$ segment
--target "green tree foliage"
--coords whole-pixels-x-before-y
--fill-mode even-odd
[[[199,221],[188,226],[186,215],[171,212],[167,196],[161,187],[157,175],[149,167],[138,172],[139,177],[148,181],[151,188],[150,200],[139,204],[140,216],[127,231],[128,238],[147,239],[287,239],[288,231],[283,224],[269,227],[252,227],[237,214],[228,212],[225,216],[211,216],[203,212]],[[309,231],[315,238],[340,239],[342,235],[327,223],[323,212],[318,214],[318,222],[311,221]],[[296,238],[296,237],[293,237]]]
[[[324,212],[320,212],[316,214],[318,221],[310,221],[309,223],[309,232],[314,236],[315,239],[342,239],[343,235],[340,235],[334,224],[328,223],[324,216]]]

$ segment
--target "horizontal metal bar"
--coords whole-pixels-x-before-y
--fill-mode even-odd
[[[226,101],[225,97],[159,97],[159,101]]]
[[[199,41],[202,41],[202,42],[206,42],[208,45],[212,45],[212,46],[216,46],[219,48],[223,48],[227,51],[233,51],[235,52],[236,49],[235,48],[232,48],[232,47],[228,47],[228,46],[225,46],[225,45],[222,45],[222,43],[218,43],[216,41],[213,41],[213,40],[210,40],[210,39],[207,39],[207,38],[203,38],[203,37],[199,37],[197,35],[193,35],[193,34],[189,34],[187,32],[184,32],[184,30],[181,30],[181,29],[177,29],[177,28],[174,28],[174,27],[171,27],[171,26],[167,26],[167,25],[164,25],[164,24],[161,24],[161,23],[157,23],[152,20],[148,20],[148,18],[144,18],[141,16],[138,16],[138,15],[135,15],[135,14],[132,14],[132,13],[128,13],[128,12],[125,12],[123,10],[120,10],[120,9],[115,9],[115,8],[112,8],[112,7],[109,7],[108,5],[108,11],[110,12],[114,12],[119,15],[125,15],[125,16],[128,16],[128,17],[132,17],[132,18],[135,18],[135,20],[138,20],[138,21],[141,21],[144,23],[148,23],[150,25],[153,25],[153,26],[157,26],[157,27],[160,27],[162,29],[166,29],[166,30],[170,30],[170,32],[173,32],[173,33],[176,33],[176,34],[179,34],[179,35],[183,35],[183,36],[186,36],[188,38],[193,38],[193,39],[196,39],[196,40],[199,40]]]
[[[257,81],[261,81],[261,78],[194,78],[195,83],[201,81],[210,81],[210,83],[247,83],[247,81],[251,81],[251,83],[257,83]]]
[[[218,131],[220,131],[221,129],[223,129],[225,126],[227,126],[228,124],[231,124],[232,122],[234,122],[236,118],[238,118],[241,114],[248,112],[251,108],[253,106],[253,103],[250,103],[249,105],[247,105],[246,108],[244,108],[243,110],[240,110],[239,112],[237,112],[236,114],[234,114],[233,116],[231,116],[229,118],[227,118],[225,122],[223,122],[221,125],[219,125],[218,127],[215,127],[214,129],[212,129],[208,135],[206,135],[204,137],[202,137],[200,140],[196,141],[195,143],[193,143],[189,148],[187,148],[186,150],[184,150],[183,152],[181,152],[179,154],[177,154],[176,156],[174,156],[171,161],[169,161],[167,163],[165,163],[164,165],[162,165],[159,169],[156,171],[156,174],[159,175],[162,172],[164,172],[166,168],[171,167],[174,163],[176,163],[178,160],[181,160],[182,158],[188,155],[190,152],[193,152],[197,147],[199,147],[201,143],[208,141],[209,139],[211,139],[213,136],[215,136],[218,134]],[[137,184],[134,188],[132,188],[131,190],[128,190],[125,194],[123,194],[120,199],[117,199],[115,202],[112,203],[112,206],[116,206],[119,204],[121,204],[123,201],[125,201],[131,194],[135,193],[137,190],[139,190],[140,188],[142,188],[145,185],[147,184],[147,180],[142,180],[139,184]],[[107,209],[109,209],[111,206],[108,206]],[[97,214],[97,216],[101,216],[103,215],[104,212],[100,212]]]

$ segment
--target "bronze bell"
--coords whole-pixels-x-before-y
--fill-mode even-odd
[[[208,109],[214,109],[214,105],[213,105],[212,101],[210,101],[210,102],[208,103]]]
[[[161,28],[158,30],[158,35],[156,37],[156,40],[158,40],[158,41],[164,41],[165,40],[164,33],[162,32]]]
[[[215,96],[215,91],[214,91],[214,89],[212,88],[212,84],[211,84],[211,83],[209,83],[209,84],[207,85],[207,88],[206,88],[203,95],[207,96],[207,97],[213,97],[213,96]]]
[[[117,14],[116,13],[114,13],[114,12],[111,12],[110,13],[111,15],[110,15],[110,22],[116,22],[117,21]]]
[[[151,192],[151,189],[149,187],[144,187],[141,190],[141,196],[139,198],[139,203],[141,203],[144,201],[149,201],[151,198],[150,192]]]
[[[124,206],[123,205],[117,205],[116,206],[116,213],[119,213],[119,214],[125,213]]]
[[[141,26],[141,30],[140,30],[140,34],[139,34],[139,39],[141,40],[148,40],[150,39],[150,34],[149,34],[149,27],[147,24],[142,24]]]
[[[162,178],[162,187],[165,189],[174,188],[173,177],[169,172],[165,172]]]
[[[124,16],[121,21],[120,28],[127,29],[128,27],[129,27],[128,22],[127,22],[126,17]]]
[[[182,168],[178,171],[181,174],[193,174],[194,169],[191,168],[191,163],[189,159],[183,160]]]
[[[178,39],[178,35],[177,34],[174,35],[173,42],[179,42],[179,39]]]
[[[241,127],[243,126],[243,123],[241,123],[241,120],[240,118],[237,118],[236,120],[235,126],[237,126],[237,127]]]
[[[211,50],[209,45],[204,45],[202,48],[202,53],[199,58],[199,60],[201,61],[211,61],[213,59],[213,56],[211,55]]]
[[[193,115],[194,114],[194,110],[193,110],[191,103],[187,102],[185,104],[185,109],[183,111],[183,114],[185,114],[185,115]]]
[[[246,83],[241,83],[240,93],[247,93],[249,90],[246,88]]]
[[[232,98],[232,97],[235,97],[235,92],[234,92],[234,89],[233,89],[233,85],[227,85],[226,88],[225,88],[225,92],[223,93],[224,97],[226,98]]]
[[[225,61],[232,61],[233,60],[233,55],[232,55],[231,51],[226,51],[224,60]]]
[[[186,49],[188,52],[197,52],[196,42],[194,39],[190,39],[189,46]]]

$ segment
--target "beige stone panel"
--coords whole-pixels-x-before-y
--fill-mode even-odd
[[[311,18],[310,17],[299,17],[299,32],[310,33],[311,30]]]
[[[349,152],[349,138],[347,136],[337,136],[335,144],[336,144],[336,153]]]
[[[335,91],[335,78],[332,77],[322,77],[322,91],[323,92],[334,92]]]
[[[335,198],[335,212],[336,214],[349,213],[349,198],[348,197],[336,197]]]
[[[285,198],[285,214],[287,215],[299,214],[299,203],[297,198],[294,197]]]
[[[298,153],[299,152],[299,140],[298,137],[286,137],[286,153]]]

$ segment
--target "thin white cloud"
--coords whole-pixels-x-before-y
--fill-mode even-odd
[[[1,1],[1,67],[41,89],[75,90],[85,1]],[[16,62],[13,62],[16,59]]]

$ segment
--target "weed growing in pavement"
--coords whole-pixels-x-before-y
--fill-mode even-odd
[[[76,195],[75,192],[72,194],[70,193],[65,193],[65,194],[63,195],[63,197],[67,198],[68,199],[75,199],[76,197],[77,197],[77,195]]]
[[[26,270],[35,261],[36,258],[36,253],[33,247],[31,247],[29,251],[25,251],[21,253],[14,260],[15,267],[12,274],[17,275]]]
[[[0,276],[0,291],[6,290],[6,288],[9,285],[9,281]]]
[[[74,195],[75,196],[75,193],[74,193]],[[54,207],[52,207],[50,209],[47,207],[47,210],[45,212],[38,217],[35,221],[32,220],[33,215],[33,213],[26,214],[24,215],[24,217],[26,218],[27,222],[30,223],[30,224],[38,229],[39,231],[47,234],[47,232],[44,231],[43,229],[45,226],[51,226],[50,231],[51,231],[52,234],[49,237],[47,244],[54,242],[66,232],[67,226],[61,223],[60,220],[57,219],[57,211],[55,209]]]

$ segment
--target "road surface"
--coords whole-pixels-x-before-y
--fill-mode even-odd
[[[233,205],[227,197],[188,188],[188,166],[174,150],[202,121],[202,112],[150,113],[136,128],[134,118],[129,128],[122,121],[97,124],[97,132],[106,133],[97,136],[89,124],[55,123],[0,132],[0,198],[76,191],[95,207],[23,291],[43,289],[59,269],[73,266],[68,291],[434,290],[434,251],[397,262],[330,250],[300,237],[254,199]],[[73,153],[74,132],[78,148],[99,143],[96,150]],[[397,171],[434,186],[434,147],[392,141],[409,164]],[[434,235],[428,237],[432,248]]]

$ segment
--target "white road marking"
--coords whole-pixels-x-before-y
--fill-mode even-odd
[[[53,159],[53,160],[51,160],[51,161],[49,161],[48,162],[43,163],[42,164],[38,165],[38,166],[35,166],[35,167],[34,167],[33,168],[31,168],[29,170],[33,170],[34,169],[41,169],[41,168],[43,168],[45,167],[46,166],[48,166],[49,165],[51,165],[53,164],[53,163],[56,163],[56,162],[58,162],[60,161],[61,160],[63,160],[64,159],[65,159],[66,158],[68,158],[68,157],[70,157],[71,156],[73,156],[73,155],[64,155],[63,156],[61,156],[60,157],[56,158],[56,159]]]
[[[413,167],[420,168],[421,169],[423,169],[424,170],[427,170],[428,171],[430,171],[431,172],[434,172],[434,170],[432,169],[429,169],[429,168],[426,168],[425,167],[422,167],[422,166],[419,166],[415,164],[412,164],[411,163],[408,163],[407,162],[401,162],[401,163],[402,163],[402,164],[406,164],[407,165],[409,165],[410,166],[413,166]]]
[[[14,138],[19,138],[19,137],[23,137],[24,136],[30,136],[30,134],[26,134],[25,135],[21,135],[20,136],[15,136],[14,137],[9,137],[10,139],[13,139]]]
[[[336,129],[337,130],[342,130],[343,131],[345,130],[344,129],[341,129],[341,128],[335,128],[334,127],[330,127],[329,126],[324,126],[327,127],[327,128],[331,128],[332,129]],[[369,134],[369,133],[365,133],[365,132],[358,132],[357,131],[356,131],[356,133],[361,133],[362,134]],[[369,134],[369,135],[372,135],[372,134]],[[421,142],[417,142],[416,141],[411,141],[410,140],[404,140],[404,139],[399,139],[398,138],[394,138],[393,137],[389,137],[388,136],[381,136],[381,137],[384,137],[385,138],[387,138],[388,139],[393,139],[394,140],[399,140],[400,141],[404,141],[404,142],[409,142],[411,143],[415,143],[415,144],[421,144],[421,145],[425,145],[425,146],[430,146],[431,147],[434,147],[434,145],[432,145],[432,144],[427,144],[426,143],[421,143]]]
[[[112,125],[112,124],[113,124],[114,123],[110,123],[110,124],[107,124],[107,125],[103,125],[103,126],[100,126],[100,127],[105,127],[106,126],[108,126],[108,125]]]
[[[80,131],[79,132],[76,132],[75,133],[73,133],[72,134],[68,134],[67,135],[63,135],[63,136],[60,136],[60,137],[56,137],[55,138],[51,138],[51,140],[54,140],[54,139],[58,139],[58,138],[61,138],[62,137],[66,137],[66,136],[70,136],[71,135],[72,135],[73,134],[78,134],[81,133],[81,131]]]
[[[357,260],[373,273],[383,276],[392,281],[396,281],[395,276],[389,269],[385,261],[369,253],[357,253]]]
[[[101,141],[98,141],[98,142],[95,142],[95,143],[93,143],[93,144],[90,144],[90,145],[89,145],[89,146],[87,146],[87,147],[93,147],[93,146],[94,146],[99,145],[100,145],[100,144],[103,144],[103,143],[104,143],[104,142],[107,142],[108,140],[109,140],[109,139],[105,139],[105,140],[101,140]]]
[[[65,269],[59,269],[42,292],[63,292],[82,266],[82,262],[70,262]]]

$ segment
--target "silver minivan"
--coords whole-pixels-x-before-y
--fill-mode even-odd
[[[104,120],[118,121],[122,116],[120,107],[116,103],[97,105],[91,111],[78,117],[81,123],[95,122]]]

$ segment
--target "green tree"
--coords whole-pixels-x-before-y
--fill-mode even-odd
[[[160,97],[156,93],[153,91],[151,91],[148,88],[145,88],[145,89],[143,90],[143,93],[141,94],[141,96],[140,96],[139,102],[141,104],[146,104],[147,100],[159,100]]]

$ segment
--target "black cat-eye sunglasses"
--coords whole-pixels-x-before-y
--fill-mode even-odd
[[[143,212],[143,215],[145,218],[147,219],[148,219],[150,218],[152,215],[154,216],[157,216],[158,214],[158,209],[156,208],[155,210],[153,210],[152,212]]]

※ ※ ※

## [What is asked]
From the listing above, collect each line in which the string "tree" appears.

## [The reply]
--target "green tree foliage"
--target "green tree"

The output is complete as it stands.